• Exercise
Please reproduce all of the data exactly as it appears, but skip the pictures.

• Data shown

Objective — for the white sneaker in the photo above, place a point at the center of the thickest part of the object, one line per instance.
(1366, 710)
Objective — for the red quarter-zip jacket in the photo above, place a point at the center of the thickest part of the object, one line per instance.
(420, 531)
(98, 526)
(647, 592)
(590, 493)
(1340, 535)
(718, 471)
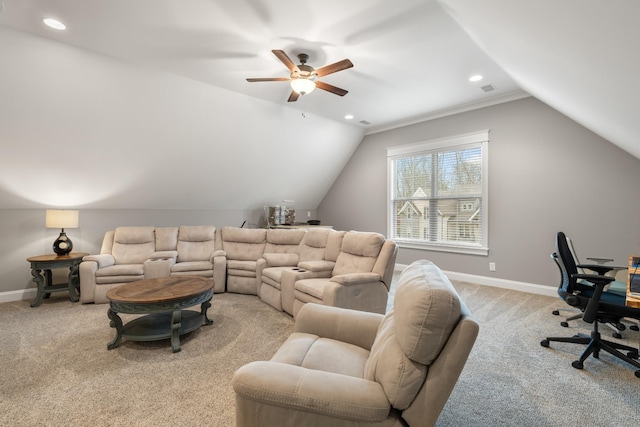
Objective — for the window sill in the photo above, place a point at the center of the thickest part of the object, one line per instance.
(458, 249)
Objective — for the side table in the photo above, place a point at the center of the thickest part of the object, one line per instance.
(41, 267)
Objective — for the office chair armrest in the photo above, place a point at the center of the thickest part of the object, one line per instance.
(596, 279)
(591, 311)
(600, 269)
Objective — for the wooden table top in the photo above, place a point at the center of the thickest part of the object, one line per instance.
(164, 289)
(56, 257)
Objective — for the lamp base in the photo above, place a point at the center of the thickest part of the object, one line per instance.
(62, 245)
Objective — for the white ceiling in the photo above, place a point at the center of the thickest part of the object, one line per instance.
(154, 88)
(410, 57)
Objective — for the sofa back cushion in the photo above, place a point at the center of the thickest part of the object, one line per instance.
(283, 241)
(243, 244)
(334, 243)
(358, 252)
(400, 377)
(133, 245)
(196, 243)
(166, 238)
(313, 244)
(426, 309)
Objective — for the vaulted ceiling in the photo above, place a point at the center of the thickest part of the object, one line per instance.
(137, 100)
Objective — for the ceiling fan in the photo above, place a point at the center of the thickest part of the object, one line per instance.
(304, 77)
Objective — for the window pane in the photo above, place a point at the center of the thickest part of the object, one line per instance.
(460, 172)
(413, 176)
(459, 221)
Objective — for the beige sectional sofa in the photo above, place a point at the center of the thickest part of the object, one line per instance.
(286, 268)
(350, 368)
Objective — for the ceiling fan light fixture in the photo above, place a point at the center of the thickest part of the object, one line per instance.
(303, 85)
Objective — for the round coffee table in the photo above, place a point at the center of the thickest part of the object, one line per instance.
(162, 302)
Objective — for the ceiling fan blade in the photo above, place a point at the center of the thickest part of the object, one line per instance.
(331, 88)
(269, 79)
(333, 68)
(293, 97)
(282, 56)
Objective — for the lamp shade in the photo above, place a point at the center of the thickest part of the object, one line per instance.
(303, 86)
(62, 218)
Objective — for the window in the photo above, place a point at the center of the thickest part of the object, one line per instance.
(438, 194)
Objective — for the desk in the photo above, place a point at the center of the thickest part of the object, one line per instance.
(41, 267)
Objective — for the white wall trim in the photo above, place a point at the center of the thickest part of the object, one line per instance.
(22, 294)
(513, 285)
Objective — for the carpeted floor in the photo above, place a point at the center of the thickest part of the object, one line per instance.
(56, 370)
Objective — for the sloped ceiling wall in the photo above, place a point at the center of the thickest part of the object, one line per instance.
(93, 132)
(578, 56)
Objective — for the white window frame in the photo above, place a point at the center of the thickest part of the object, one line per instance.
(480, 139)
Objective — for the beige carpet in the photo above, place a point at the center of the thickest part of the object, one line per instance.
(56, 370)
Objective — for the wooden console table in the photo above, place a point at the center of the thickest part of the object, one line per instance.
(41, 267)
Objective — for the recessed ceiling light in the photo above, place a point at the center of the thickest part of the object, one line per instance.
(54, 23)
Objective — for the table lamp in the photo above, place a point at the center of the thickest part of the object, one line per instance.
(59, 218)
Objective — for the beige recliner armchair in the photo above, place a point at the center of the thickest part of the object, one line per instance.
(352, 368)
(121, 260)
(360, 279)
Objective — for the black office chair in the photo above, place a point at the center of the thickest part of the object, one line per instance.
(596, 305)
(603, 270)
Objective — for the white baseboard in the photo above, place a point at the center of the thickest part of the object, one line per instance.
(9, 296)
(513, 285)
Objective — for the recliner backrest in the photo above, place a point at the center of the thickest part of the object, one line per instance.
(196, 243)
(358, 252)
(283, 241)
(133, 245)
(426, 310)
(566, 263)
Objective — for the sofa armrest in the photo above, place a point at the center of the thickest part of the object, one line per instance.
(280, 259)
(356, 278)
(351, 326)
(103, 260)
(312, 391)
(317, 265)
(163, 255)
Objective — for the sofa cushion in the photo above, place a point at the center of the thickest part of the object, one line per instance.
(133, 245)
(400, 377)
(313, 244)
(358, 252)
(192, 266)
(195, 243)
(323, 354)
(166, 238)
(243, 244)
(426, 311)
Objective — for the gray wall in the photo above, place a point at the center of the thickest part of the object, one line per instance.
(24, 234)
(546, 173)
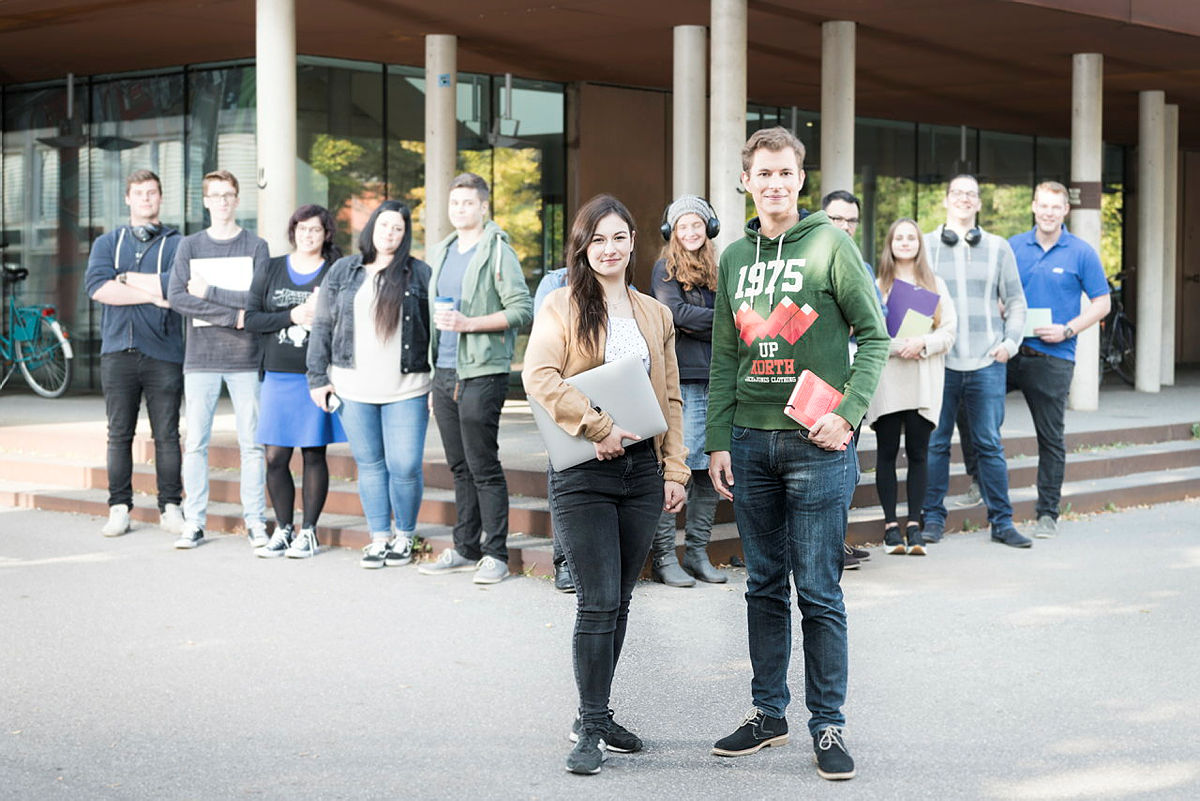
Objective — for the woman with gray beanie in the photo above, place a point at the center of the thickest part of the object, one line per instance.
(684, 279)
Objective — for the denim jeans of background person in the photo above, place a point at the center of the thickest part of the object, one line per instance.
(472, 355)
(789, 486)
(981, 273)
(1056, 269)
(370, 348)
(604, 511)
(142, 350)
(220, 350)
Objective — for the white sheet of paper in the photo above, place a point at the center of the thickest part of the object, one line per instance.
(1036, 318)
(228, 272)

• Written solution
Objective — for the white sneaker in the photo above, place a point at the center of the thickest part of the object, one line per instance.
(1366, 710)
Objective — for the red quarter-zip jacket in the photo above, place a point at the center of the thickest part of the object, one line per instance.
(420, 531)
(98, 526)
(647, 592)
(590, 493)
(1340, 535)
(718, 471)
Objective — for the window sill in the photo above, place a point at the center of the thickest part of the object, one line per instance.
(458, 249)
Objective — for the side table in the photo above, place a point at the center of the thickest part of the object, one line per instance.
(41, 267)
Objective — for the office chair armrest in the photo above, place a point at the center of the thickest part of the object, one line per instance.
(596, 279)
(591, 311)
(600, 269)
Objective — for the wooden table top in the photo above, place a point at the center of the thickest part of the object, one line per instance.
(164, 289)
(56, 257)
Objective — for the lamp base in the photo above, place a point at the center of the thickest part of the object, one line per instance.
(62, 245)
Objective — for the white ceiling in the photo above, place a point at the center of the thickest part of the object, one line per instance.
(154, 88)
(410, 57)
Objective — for the sofa back cushion in the photo above, place a point at the center of the thickest part of the object, one line per instance.
(283, 241)
(243, 244)
(334, 243)
(358, 252)
(400, 377)
(133, 245)
(196, 243)
(166, 238)
(313, 244)
(426, 309)
Objective — for the vaulted ceiling in the photo above, place a point at the center of the thickest part of the object, one line per instance.
(137, 100)
Objective — for the ceiling fan in the photo above, place a point at the center of the thickest part of the object, one line per instance.
(304, 77)
Objective — for the window pane in the photo above, place a point at the center of the thickest part of the object, one line per instance.
(460, 172)
(413, 176)
(459, 221)
Objective — for the beige sectional sofa in the photo above, place a point at the center of the thickest part of the object, one line per instance.
(286, 268)
(350, 368)
Objective — for the ceiling fan light fixture in the photo above, place a point at the center of the thickest part of the object, one line per instance.
(303, 85)
Objective — for the round coffee table in the photo above, place a point at the center of the thickest part of the object, one line per instance.
(162, 302)
Objective — for the ceiling fan blade in the photo above, place a point at the center of the thickest part of the object, one line per instance.
(331, 88)
(269, 79)
(333, 68)
(293, 97)
(282, 56)
Objective — for the lamp shade in the photo above, place a point at the center of the thickest part of the object, one line per instance.
(303, 86)
(62, 218)
Objective — for the window in the photo above, place a point at the center of the thickest part of the object, one line per instance.
(438, 194)
Objective — for the desk in the photo above, place a point at the center of the thickest part of the object, one line per instance.
(41, 267)
Objective — for the white wall trim in the photo above, place a point at the center of the thickest part of the object, one line per instance.
(22, 294)
(513, 285)
Objective — for the carpeted floor in the photo above, place a point at the center of the thickest part of the object, one line per instance.
(56, 370)
Objective — for the sloped ceiling wall in the photo above, place a point at the center of the thickest part of the object, one line per instance.
(93, 132)
(578, 56)
Objective — for the white window frame in the photo above, place a point at the center of the thickest part of the object, one line per instance.
(480, 139)
Objective — for the beige carpet in the photo above, place a point at the center of the thickest part of the object, one line per instance.
(56, 370)
Objective — for the wooden console table in the photo above, place a point at the center of the thickest part of the object, one line per instance.
(41, 267)
Objective — for the recessed ceiling light in the photo above, place a point at the center of the thickest part of the object, one line per instance.
(54, 23)
Objective — for the table lamp in the photo above, place a point at the center of the thickest part of the object, one line per instance.
(59, 218)
Objective — for the beige recliner armchair in the photo above, place a point at the center of the thickest part of the object, one line per instance.
(352, 368)
(121, 260)
(360, 279)
Objective — for the black office chair in the photo above, place a point at the center of the thickest part of the object, one line per instance.
(596, 305)
(603, 270)
Objective — for the white baseboard in the photo above, place a point at the center of the thickest part of the object, one line per instance.
(9, 296)
(513, 285)
Objective — for the recliner backrest in the photo above, place a point at the center of the thickest part of the object, one line per instance.
(196, 243)
(358, 252)
(283, 241)
(133, 245)
(426, 310)
(566, 263)
Objective — for the sofa armrest in the photo above, place a point at the center of the thickest part of the object, one line per instance.
(280, 259)
(356, 278)
(351, 326)
(103, 260)
(312, 391)
(317, 265)
(163, 255)
Objective — for the sofa cushion in the photo above, place a point at the center of the thickest part of the object, one line per instance.
(133, 245)
(400, 377)
(313, 244)
(358, 252)
(192, 266)
(195, 243)
(323, 354)
(166, 238)
(243, 244)
(426, 311)
Objective — for the gray wall in the photo above, place a point at the center of the thickest part of the object, one line per instance.
(24, 234)
(546, 173)
Objective — for the woman with gray beanie in the photo above, place a point at the center of the thickest part of the object, one line per instance.
(684, 279)
Objective — for the denim jeans of background person in the photo above, place a point at the center of the thickest part of the object, one line per instance.
(472, 355)
(789, 486)
(981, 273)
(1056, 269)
(370, 348)
(604, 511)
(142, 350)
(220, 350)
Objective — for the white sheet of paper in the photo above, place a point at the center of the thickest part of the object, one line per instance.
(1036, 318)
(228, 272)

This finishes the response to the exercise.